## Raw records

>> Start

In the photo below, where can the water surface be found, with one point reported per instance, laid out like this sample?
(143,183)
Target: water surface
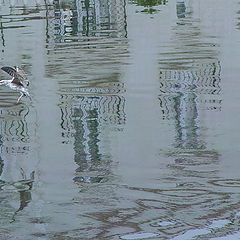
(132,132)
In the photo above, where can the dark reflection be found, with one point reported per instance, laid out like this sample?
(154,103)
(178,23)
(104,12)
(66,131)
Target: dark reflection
(190,89)
(150,5)
(15,141)
(87,45)
(97,18)
(89,116)
(25,193)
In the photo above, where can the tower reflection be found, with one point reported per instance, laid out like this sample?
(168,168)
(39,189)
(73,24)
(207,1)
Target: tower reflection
(92,98)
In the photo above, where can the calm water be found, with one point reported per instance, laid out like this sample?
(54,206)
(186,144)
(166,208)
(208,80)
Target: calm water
(133,129)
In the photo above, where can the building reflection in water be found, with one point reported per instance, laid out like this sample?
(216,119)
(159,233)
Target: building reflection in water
(92,102)
(189,82)
(15,148)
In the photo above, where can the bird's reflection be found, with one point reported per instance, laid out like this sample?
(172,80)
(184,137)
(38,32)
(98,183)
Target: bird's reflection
(190,84)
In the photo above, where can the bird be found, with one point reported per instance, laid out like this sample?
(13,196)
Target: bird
(19,81)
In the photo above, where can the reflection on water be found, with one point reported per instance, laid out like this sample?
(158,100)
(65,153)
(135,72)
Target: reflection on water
(123,131)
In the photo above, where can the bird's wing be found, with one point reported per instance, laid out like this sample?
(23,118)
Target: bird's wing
(11,71)
(21,72)
(19,77)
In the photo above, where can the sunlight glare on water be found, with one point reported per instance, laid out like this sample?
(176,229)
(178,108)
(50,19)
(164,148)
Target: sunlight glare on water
(133,127)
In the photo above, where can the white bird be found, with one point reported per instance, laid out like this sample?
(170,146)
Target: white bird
(19,82)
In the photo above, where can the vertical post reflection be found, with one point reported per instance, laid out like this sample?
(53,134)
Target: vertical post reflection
(189,82)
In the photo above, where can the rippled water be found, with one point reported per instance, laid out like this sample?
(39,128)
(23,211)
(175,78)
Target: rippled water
(133,127)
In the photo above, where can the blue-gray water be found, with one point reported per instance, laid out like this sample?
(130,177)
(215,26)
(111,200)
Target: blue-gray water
(133,128)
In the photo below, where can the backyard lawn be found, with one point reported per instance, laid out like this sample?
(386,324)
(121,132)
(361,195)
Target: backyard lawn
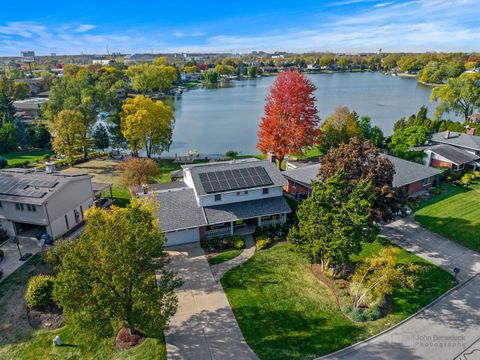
(455,215)
(20,342)
(286,313)
(20,157)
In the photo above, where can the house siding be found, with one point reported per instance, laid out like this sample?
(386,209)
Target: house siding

>> End

## STATED GOAL
Your task is to copy word for word the lines from the line containing "In the photo above, where can the vertical" to the end of the listing, both included, and to drop any pictures.

## FULL RESPONSE
In the photo above, where can the vertical post reflection be found, with one point reported per instance, laid out like this sample?
(53,134)
Target: vertical post reflection
(189,82)
In the photo above, where can the rippled water be found, with one point reported per instance, laid out like this sample?
(39,128)
(23,211)
(175,78)
Target: rippled water
(133,127)
In the photo above, where can the blue-gray water be found, with one point reported per instance, laid out like this sample?
(130,177)
(215,26)
(111,200)
Target: blue-gray water
(133,128)
In the photo below, where can the backyard lawn be found, with one point reported per instance, laid out like this sample?
(386,324)
(121,132)
(361,195)
Target: backyard lawn
(455,215)
(20,342)
(286,313)
(20,157)
In the photo above, where can the house siding be found, with one point reported per instance, laid out like this sample?
(386,209)
Target: house siding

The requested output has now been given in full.